* [EXERCISE REQUIREMENTS]: An exact transcription of all the entries below is required.

[Natural language region descriptions]

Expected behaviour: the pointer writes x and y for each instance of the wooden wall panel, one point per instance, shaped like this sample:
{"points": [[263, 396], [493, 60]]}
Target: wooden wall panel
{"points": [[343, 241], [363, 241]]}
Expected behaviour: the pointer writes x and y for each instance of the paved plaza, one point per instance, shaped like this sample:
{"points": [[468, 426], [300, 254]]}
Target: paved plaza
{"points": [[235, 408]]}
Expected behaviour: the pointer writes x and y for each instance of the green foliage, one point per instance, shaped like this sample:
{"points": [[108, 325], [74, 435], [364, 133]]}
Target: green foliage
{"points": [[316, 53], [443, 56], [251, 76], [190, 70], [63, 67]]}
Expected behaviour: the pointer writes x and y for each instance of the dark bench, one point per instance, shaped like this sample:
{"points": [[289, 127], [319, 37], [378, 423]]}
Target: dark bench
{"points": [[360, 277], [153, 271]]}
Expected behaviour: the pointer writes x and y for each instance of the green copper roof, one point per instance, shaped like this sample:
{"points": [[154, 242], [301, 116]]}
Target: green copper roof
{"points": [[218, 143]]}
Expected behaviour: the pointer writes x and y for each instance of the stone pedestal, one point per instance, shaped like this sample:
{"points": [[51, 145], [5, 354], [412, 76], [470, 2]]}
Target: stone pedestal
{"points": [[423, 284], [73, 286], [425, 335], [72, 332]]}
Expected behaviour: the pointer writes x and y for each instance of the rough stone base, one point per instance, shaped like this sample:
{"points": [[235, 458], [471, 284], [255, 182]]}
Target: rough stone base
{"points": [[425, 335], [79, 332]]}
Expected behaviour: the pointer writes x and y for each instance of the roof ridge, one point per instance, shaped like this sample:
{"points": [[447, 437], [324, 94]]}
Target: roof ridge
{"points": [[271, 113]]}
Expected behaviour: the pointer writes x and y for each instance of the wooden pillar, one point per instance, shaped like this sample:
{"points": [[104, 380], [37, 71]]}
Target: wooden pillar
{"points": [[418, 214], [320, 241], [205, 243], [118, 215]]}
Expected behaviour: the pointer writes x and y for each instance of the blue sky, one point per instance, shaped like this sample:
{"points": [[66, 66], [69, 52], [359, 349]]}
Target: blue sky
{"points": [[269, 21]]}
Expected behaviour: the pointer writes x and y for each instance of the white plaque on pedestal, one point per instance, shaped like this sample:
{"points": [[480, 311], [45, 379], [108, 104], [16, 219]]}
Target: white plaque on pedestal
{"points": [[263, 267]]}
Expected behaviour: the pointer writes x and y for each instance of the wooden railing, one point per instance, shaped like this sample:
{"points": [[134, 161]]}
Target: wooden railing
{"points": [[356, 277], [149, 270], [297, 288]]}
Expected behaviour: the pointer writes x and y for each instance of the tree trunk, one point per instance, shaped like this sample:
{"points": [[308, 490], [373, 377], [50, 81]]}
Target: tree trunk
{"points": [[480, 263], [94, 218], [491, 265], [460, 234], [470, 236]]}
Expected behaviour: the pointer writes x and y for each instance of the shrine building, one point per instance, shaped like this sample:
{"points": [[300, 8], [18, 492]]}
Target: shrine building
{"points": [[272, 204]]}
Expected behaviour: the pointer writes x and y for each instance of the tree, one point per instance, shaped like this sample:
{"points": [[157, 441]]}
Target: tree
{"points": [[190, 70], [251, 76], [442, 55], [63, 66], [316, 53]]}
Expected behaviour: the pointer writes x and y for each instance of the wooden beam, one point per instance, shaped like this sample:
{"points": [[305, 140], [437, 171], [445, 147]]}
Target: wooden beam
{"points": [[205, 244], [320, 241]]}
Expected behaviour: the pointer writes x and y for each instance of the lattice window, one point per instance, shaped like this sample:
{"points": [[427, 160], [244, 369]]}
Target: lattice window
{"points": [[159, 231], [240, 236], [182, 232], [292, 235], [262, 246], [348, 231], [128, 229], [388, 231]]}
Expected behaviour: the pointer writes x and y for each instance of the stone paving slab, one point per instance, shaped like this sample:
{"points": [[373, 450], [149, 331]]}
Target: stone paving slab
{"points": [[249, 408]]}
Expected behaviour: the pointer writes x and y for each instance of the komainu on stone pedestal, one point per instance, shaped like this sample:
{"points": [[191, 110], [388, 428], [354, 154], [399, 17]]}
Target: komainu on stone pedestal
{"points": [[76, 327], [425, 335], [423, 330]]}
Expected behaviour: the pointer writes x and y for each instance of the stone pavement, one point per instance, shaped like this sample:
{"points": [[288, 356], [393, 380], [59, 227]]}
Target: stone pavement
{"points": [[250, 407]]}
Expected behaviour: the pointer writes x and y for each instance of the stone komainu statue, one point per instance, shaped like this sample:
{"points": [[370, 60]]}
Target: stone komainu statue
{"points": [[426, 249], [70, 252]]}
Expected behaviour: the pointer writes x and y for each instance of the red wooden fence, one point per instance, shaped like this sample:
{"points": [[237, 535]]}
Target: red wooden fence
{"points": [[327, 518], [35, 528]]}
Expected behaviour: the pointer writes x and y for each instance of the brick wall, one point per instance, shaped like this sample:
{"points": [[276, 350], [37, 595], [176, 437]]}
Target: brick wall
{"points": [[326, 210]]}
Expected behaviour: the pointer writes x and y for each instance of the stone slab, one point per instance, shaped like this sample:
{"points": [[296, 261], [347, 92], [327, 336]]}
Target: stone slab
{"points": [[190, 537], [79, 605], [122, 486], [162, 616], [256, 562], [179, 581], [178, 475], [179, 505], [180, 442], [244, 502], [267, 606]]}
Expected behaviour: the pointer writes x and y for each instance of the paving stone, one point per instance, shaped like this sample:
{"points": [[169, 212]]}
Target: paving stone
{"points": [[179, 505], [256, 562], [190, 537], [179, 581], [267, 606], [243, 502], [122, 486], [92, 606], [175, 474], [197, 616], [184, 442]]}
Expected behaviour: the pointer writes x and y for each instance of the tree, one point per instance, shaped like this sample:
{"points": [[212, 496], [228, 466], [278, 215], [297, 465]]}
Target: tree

* [FINISHED EXERCISE]:
Expected behaviour: the pointer writes x and y for each instance of the wooden wall panel, one point per instance, shaped like this sample:
{"points": [[263, 396], [493, 60]]}
Target: wooden wall panel
{"points": [[343, 241], [363, 241]]}
Expected behaviour: the pointer writes x and y for each instance of the paved plaza, one point per instance, shaped like this sample:
{"points": [[468, 426], [300, 254]]}
Target: paved plaza
{"points": [[235, 408]]}
Expected behaviour: the pointer writes x and y for each instance of the green foliage, one point per instance, shaped like this sample:
{"points": [[108, 325], [74, 435], [364, 133]]}
Target: green foliage
{"points": [[316, 53], [443, 56], [251, 76], [190, 70], [63, 67]]}
Expected behaviour: the pointer writes x and y for each instance of the dark bench, one point per instance, shaped like this sample:
{"points": [[289, 127], [319, 37], [378, 423]]}
Target: dark bench
{"points": [[360, 277], [153, 271]]}
Expected behaviour: the pointer writes x and y for each instance of the green copper roof, one point per instance, shaped like this sample:
{"points": [[154, 242], [301, 116]]}
Target: green copper roof
{"points": [[218, 143]]}
Expected behaviour: the pointer writes x and y for each instance of the stone pedestal, one point per instance, shaped like this sample:
{"points": [[51, 145], [5, 354], [412, 76], [470, 2]]}
Target: stone pedestal
{"points": [[423, 284], [73, 286], [425, 335], [72, 332]]}
Expected behaviour: the pointer writes x and y for each instance of the rough stone base, one point per instance, shaped like this sample:
{"points": [[235, 458], [471, 284], [255, 182]]}
Target: rough stone base
{"points": [[425, 335], [79, 332]]}
Expected behaviour: the pointer writes x and y for each instance of the roof ridge, one point per instance, shaped like this sample:
{"points": [[447, 437], [324, 94]]}
Target: roof ridge
{"points": [[271, 113]]}
Expected behaviour: the pointer writes x and y for each instance of the wooden pillar, one point per instance, shaped like this sample:
{"points": [[104, 380], [37, 71]]}
Target: wooden pillar
{"points": [[418, 214], [320, 241], [205, 243], [118, 215]]}
Expected behaviour: the pointer writes x and y for each instance of the blue sky, one point per instance, shaped like this sample:
{"points": [[66, 66], [69, 52], [359, 349]]}
Target: blue sky
{"points": [[269, 21]]}
Expected behaviour: the pointer writes x and y for each instance of the white plaque on pedestal, one point per instance, shaped like this sample:
{"points": [[480, 311], [45, 379], [108, 104], [16, 219]]}
Target: white plaque on pedestal
{"points": [[263, 267]]}
Expected behaviour: the pointer writes x and y for each instance of the wooden railing, one point per instance, shaped like this sample:
{"points": [[134, 161]]}
Target: wooden railing
{"points": [[356, 277], [149, 270], [297, 288]]}
Expected behaviour: the pointer writes x and y for each instance of the tree trunk, one point per instance, shaped like this sample:
{"points": [[308, 490], [373, 377], [50, 81]]}
Target: tree trunk
{"points": [[480, 263], [94, 218], [491, 265], [460, 234], [470, 236]]}
Expected behaviour: the pointer writes x and y for each instance of the shrine building, one point per instance, shaped like this sample:
{"points": [[300, 8], [18, 492]]}
Target: shrine building
{"points": [[272, 204]]}
Expected behaviour: the pointer writes x and y for each instance of the tree, one point per instance, shaped like this sample:
{"points": [[157, 441]]}
Target: tree
{"points": [[190, 70], [251, 76], [442, 55], [63, 66], [316, 53]]}
Expected behaviour: the pointer writes x and y for each instance of the wooden beam, one point per instance, shaped like this sample:
{"points": [[305, 140], [437, 171], [445, 147]]}
Target: wooden beam
{"points": [[205, 244], [320, 241]]}
Expected behaviour: the pointer writes x and y for each instance of the lattice window, one point per instance, shaped like this sample:
{"points": [[427, 160], [244, 369]]}
Target: lattice window
{"points": [[159, 231], [240, 236], [182, 232], [292, 235], [262, 246], [348, 231], [128, 229], [388, 231]]}
Expected behaviour: the pointer writes x and y for each instance of the stone paving slab, one point per instance, shaped like this sample:
{"points": [[373, 450], [149, 331]]}
Target: stone paving slab
{"points": [[249, 408]]}
Expected behaviour: the pointer writes x and y for each instance of the komainu on stone pedestal, one point per instance, shaped like this sample:
{"points": [[191, 110], [388, 428], [354, 154], [399, 17]]}
Target: komainu on stone pedestal
{"points": [[76, 327], [425, 335], [423, 330]]}
Expected behaviour: the pointer writes x and y for each instance of the stone pavement, one point per instance, shaped like this sample:
{"points": [[288, 356], [393, 380], [59, 227]]}
Target: stone pavement
{"points": [[250, 407]]}
Expected behaviour: the pointer writes x and y for each instance of the stone komainu statue, one point per instance, shaped like this sample:
{"points": [[370, 60]]}
Target: stone komainu statue
{"points": [[426, 249], [70, 252]]}
Expected behaviour: the pointer writes x and y for each instance of the red wooden fence, one point per instance, shaped like this sample:
{"points": [[237, 535]]}
Target: red wooden fence
{"points": [[327, 518], [35, 528]]}
Expected behaviour: the pointer writes x and y for each instance of the brick wall, one point per instance, shaped like this sample:
{"points": [[276, 350], [37, 595], [176, 437]]}
Target: brick wall
{"points": [[326, 210]]}
Expected behaviour: the pointer writes x and y for each instance of the stone slab, one point per instance, shaped like this sample:
{"points": [[296, 261], [347, 92], [327, 336]]}
Target: stone slab
{"points": [[190, 537], [79, 605], [122, 486], [162, 616], [256, 562], [179, 581], [178, 475], [179, 505], [180, 442], [244, 502], [267, 606]]}
Expected behaviour: the pointer writes x and y for each instance of the paving stone, one point per instance, shaped like this sample:
{"points": [[169, 212]]}
Target: paving stone
{"points": [[179, 505], [256, 562], [190, 537], [179, 581], [267, 606], [243, 502], [122, 486], [92, 606], [175, 474], [197, 616], [184, 442]]}
Expected behaviour: the pointer writes x and y for each instance of the tree, one point per instance, shaped like this sample:
{"points": [[212, 496], [228, 466], [278, 215], [297, 465]]}
Target: tree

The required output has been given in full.